- **Given instruction**
Convert the entries between the lines holding "Specifically, locate green" and "left=435, top=85, right=1350, bottom=870", inclusive, into a two-column CSV with the headers entry_text and answer. Give one row per entry, and put each value in a single quoted field with its line breaks replaced by spaces.
########
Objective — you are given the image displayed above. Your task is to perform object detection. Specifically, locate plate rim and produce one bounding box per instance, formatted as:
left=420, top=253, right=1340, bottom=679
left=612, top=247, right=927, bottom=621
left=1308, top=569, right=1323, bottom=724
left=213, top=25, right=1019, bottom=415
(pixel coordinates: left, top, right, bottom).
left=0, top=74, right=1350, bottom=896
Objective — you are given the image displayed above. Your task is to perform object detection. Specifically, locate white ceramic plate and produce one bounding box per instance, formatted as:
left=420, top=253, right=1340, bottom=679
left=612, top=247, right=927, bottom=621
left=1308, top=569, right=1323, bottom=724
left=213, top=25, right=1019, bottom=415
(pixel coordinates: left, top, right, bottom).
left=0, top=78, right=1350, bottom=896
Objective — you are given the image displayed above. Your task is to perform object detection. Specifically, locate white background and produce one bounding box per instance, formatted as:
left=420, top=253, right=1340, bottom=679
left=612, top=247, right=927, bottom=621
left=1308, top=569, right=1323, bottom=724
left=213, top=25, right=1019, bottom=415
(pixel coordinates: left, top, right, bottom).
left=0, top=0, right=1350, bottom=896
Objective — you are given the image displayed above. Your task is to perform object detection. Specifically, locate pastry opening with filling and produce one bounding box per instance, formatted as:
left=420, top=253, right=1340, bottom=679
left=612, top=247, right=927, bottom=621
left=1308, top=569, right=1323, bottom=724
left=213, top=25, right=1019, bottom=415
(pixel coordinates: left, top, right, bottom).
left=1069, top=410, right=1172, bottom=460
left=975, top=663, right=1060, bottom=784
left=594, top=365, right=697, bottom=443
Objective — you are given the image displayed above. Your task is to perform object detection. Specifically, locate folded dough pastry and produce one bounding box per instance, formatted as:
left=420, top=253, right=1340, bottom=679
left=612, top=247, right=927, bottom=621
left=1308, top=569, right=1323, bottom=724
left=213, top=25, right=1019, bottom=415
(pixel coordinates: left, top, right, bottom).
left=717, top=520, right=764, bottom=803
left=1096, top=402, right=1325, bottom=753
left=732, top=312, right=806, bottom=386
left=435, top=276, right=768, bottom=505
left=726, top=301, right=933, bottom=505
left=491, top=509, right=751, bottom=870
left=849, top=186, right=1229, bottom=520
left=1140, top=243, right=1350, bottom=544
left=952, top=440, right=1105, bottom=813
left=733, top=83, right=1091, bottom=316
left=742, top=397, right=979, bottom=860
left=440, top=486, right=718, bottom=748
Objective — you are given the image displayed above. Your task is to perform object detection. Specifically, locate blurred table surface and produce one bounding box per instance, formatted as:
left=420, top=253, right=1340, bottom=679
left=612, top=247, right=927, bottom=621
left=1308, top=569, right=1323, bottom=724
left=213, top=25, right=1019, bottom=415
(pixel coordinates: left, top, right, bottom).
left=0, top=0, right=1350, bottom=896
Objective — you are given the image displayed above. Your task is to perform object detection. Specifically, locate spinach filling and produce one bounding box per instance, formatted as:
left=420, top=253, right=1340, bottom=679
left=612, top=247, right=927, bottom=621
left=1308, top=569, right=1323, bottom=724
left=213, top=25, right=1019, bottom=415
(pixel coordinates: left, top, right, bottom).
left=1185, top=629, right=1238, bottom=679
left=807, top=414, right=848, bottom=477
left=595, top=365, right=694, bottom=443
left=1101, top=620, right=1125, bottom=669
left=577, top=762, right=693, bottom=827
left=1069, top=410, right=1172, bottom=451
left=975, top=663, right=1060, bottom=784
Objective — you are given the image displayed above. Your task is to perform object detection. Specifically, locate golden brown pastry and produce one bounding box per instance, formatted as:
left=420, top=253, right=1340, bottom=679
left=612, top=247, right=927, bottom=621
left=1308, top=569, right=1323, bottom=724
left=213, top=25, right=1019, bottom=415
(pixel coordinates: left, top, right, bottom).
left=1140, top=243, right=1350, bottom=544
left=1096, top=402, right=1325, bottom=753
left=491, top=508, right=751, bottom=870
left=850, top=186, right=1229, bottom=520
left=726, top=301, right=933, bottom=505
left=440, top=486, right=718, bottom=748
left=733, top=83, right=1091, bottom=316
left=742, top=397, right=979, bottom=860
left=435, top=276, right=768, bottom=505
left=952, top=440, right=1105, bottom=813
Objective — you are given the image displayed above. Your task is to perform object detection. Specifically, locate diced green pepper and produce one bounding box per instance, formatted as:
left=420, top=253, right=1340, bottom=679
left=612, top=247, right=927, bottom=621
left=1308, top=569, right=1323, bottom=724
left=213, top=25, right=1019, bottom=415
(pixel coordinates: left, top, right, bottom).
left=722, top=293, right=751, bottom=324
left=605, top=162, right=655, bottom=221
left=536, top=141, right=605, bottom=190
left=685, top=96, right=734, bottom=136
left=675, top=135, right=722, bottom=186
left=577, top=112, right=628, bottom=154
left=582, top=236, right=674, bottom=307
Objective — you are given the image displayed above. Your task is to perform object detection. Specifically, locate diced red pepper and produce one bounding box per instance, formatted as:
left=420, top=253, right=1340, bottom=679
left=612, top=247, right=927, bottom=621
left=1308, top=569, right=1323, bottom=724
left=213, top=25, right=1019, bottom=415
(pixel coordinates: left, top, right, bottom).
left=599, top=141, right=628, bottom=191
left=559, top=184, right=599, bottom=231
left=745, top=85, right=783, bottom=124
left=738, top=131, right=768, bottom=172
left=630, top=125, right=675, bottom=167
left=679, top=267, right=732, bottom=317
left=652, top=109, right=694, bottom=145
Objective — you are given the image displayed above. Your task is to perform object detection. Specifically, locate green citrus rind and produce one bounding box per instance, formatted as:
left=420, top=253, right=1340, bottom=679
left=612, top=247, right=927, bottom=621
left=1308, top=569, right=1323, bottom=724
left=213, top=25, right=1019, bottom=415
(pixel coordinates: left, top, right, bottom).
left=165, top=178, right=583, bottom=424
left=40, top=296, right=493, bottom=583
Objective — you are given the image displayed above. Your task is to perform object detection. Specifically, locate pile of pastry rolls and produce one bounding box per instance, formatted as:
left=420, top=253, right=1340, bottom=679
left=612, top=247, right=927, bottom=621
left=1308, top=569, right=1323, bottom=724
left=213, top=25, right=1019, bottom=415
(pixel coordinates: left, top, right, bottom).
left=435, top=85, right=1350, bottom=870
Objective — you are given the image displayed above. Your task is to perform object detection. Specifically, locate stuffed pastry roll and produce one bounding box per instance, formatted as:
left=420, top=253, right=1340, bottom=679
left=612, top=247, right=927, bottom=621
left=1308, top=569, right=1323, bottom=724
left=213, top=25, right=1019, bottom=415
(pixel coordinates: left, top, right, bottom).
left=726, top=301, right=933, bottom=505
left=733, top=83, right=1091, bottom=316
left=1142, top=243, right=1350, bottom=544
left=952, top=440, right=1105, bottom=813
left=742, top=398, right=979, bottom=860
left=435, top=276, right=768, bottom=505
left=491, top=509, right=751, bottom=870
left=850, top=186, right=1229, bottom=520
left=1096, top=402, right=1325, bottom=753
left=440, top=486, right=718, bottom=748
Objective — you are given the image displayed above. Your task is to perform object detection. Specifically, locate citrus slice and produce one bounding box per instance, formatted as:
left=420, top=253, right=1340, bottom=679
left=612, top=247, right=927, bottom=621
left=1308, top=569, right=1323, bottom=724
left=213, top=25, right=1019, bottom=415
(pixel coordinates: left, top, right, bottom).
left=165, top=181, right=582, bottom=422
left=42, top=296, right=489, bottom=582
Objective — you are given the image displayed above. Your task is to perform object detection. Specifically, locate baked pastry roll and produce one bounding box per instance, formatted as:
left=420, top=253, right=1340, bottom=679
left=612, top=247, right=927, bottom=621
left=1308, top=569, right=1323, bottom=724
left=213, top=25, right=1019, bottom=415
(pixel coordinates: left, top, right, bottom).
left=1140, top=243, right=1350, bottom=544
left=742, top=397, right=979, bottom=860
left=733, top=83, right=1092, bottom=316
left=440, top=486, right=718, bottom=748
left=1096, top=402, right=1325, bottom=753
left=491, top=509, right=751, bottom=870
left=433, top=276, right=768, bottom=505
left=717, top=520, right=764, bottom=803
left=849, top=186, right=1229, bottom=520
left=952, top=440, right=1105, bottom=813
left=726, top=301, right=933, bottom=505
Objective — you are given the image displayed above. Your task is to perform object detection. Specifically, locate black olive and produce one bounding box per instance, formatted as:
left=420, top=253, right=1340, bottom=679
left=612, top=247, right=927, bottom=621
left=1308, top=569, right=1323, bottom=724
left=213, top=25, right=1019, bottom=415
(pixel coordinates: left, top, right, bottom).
########
- **Task response**
entry_text,answer
"Objective — you are given the image displayed above. Your task is to perform object detection. Specifically, locate green citrus rind and produce one bounding box per instance, formatted as: left=420, top=253, right=1340, bottom=679 left=612, top=247, right=927, bottom=621 left=1308, top=569, right=1323, bottom=724 left=213, top=25, right=1019, bottom=415 (pixel coordinates: left, top, right, bottom).","left=165, top=178, right=583, bottom=424 left=40, top=296, right=493, bottom=583"
"Objective — you are given the image displayed above. Your task is to perform object detection. Specifically, locate pile of pastry rolls and produce one bounding box per instance, formatted as: left=420, top=253, right=1340, bottom=679 left=612, top=247, right=927, bottom=621 left=1308, top=569, right=1323, bottom=724 left=213, top=25, right=1019, bottom=415 (pixel coordinates: left, top, right, bottom).","left=435, top=85, right=1350, bottom=870"